Pointing records:
━━━━━━━━━━━━━━━━━━━━

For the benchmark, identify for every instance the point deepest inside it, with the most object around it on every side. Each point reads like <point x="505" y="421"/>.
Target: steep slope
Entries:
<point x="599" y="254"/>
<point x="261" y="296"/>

━━━━━━━━━━━━━━━━━━━━

→ Stated exercise: Render the material as a two-column CSV with the headers "request" and "answer," giving one row per request. Put each field in quotation marks and replace any line breaks with spaces.

→ Correct result:
request,answer
"For the benchmark, identify for every instance the point deepest inside it, with the most object around it on every side. Each point reads like <point x=""505"" y=""421""/>. Target: steep slope Entries:","<point x=""599"" y=""254""/> <point x=""261"" y=""296""/>"